## Texto fornecido
Sem surpresa, portanto, ao final de 2009 e início de 2010, uma nova estratégia para lidar com a China começou a ganhar força no Ocidente. Essa abordagem propunha uma conduta mais rígida, incluindo aproximação com países da região da Ásia-Pacífico que se sentissem desconfortáveis com o crescente poder chinês. Liderado pelos Estados Unidos de Obama e seus aliados, naquela época, esses movimentos se tornariam conhecidos como a política do "pivô para a Ásia". Tratava-se de um novo enfoque diplomático, militar e econômico visando construir um "reequilíbrio" para aquela região do mundo, à luz dos interesses das potências estabelecidas.

Na prática, assistimos, desde então, uma série de medidas tomarem forma: a tentativa de esvaziar fóruns liderados pela China, fortalecendo estruturas regionais alternativas (ASEAN versus East Asia Summit e aproximações da APEC); o aumento do número de visitas diplomáticas, principalmente norte-americanas, à região; a criação de fóruns específicos com países chave no entorno da China; a ampliação do envio de ajuda externa; o reforço de laços de defesa entre os Estados Unidos e outros países em toda a região; e a tentativa de promover o livre comércio e o investimento internacional por meio de acordos, como era o caso do TPP (descontinuado pela gestão Trump).

Desde que passou a figurar no discurso oficial, o "pivô para a Ásia" é cercado de muita polêmica e de inúmeras críticas. A implementação dessa visão esbarrou em várias dificuldades concretas. Encontrou limites na "super extensão imperial" dos Estados Unidos, para usar uma expressão típica de Paul Kennedy, e serviu para agravar inseguranças de países da região e alimentar certa agressividade por parte dos próprios chineses.

À luz dos conflitos que se impõem agora no início de uma nova década do século XXI, essa estratégia também parece falha por ter se mantido centrada quase que exclusivamente na China, menosprezando o papel da Rússia naquela região do mundo, e tudo o que implica a defesa dos interesses do Kremlin.

A política externa russa está pautada, claro, em buscar a modernização econômica, bem como garantir a segurança nacional, a soberania e a integridade territorial (com foco em conter a expansão da OTAN), mas, mais do que isso, é explícita em anunciar a consolidação da Federação Russa como um centro de influência no mundo atual.

A Rússia optou por abraçar a multipolaridade e apoiar-se nela para defender uma ideia conveniente ao governo Putin: que existem múltiplos modelos de desenvolvimento e de organização política, e que, portanto, é possível reconhecer diversas formas de se exercer liderança e legitimidade. Com isso, apesar das rivalidades pontuais, encontra na China um curioso aliado contra a agenda do Ocidente.

## Objetivo declarado a
Segundo o texto sobre o pivô para a Ásia, qual acordo foi descontinuado pela gestão Trump?
As linhas do conjunto de dados não têm relação alguma com o texto sobre o pivô para a Ásia.

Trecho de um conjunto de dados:
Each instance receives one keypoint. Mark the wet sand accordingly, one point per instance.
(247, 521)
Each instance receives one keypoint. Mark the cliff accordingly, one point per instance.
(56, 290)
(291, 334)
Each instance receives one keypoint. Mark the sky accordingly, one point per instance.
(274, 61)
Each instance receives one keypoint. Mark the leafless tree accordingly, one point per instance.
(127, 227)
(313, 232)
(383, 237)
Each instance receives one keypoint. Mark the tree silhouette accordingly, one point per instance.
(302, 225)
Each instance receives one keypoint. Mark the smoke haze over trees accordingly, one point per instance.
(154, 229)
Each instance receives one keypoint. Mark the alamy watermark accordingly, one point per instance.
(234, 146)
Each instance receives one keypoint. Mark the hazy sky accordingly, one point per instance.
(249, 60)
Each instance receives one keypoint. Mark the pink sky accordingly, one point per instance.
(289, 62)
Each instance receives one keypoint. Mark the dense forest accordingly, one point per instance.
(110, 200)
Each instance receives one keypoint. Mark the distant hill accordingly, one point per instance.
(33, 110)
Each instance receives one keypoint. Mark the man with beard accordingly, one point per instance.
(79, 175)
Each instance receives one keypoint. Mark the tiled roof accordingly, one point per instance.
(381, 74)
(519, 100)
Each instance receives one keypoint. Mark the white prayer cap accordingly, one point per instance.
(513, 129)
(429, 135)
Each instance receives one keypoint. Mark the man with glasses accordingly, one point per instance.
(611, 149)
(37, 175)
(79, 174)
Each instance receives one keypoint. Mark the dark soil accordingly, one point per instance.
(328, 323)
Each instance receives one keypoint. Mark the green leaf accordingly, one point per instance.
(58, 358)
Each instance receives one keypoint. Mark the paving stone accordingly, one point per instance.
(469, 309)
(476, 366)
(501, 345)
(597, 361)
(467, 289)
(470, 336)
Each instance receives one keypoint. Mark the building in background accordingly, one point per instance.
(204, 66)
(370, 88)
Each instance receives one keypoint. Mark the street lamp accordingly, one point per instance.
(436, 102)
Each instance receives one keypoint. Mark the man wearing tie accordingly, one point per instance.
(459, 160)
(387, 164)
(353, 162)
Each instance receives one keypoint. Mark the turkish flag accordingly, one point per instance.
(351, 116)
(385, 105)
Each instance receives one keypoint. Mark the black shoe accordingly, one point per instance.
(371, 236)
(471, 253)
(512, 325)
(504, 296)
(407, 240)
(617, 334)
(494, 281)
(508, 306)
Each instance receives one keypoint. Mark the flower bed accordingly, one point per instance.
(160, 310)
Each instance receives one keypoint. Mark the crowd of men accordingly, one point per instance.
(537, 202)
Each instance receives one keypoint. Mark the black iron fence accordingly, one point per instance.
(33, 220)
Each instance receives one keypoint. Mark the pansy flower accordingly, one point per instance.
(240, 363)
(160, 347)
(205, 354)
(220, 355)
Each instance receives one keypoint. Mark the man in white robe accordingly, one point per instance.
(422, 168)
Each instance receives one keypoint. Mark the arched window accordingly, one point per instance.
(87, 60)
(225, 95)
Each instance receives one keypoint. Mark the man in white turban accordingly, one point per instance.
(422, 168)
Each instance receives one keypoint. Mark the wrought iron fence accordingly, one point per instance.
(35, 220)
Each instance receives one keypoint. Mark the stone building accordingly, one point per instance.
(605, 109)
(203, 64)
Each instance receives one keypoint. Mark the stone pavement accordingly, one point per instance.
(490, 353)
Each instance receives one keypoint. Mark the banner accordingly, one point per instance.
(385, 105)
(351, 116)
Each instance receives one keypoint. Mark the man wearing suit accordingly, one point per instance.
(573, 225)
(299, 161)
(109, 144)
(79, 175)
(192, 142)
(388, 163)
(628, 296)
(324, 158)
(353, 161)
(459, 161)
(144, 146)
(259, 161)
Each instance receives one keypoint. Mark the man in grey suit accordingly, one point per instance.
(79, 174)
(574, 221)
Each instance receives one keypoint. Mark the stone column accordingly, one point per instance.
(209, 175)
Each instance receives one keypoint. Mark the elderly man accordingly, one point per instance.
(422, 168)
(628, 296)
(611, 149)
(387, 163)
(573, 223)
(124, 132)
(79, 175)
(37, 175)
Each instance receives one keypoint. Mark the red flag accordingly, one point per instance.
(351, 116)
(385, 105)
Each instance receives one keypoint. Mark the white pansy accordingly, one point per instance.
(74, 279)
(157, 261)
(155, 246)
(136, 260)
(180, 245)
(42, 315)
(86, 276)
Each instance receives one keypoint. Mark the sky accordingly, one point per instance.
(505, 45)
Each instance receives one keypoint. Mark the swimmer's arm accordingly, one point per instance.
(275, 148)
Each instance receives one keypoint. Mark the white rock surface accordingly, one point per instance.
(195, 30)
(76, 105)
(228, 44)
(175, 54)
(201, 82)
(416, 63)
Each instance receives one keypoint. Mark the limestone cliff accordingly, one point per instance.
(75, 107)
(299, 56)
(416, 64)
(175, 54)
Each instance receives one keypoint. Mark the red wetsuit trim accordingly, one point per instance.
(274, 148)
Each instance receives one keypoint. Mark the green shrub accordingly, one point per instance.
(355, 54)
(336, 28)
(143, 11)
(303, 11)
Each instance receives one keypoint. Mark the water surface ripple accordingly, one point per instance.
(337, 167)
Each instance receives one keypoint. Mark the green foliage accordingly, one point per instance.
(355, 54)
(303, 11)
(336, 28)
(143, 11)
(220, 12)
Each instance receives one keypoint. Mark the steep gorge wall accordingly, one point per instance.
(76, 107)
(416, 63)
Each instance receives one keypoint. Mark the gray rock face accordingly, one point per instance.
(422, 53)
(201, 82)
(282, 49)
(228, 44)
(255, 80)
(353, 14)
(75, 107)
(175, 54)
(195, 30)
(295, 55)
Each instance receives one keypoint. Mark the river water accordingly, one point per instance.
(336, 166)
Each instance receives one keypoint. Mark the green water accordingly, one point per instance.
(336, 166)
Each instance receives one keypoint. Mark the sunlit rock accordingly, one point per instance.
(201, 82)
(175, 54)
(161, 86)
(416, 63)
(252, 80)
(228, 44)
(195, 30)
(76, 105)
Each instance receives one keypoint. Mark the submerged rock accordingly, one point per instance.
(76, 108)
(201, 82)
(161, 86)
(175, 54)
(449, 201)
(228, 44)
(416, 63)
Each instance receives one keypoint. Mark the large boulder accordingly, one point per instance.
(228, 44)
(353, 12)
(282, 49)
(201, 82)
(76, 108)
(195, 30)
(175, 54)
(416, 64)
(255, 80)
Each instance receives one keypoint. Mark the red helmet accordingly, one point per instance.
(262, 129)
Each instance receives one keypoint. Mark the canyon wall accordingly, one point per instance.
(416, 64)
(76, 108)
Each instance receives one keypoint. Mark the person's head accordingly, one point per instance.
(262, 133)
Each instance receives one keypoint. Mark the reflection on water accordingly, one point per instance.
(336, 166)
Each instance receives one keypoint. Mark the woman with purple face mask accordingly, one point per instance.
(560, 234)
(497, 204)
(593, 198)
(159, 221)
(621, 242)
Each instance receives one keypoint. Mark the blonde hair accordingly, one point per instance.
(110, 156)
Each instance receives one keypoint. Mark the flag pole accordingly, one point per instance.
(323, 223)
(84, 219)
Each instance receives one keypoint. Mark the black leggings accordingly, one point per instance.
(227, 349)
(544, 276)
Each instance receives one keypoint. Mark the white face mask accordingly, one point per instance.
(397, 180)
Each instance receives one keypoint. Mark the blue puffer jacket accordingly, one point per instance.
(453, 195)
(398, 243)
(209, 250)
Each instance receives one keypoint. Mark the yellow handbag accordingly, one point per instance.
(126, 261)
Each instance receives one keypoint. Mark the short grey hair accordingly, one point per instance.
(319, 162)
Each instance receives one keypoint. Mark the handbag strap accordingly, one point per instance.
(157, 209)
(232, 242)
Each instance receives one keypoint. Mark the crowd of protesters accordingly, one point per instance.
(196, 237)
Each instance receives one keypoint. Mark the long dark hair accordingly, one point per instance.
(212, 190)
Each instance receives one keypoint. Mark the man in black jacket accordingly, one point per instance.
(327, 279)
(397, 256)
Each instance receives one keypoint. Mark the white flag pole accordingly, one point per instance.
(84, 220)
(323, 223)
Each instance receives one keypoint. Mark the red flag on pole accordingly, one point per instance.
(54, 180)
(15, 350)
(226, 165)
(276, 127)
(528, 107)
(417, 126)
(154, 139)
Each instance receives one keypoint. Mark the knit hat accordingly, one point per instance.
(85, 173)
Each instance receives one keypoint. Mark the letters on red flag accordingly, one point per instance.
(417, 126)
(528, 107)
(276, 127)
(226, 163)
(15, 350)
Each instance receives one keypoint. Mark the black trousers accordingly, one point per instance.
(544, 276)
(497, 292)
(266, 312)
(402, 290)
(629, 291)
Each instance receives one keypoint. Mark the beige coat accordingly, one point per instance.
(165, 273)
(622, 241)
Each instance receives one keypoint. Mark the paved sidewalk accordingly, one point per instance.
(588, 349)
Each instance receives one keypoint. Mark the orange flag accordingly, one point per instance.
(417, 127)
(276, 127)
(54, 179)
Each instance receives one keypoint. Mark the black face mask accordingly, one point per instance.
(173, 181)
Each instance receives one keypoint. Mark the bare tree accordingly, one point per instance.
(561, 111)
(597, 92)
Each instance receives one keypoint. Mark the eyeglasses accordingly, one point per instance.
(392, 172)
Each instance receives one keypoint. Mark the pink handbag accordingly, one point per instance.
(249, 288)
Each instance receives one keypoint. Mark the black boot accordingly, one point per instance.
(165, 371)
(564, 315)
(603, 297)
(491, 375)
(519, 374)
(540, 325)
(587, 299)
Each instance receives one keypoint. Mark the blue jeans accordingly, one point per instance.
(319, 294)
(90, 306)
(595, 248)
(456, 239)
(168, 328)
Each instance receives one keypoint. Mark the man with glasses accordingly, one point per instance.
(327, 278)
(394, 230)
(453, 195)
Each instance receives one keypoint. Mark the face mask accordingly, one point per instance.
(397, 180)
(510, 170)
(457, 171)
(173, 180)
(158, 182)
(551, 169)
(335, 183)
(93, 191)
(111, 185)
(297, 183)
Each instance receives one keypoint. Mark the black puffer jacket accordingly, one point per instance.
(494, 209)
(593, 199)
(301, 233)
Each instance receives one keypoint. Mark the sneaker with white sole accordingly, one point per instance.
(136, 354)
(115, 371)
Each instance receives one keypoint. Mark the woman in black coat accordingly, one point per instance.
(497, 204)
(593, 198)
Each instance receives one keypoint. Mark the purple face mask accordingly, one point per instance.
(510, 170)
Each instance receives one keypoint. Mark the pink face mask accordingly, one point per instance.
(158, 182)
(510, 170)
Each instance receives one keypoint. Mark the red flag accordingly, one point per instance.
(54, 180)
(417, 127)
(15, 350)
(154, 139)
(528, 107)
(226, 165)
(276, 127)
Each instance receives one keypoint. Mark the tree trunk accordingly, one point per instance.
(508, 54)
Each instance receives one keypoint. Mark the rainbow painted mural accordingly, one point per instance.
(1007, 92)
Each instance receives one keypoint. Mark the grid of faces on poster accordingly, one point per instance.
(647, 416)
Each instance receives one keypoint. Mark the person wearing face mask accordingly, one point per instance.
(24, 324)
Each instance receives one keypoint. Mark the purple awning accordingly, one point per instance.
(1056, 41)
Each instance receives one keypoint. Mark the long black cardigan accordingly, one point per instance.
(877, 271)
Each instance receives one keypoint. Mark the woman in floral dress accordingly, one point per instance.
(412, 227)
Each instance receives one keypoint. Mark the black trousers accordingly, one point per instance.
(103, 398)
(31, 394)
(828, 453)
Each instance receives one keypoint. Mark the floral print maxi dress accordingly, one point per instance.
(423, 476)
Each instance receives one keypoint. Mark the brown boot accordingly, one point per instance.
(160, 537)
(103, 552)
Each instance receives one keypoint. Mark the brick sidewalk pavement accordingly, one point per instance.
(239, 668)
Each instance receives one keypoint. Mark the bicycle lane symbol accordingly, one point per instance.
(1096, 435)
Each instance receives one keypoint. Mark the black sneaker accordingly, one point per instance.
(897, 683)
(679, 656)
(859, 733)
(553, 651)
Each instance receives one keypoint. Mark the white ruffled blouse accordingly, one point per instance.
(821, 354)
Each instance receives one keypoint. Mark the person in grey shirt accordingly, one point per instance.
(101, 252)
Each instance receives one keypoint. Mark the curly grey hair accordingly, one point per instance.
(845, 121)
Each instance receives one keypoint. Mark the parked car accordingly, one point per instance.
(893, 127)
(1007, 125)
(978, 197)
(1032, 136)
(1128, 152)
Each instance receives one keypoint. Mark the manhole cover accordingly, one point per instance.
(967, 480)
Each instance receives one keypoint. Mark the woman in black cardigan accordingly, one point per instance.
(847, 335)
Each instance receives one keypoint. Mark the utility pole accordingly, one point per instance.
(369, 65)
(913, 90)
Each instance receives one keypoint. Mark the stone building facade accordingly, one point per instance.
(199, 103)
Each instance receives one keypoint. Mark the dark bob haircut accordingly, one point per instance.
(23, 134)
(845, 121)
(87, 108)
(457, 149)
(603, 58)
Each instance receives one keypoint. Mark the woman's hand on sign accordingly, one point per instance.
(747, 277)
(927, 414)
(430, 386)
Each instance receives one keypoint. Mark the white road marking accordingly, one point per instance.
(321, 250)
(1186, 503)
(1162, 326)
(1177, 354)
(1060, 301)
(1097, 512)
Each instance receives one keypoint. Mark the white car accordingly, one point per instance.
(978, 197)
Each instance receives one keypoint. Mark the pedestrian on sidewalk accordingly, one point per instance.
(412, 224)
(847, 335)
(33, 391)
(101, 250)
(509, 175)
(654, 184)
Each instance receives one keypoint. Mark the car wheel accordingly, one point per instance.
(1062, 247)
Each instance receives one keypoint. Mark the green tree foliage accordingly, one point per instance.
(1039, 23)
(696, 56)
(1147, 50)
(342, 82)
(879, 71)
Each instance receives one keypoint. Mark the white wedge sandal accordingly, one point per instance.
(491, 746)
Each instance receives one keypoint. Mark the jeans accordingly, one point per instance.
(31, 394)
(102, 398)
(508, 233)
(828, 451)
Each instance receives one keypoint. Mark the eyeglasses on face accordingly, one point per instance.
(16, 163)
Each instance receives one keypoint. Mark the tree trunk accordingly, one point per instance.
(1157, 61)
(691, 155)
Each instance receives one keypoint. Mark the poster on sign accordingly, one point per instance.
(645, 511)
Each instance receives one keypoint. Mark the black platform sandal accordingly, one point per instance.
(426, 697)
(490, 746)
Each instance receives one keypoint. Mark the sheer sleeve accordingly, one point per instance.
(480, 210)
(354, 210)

## Objetivo declarado b
Conte, por favor, quantas linhas contêm a palavra "jacket" e informe somente o número.

## Resposta correta a
O TPP.

## Resposta correta b
3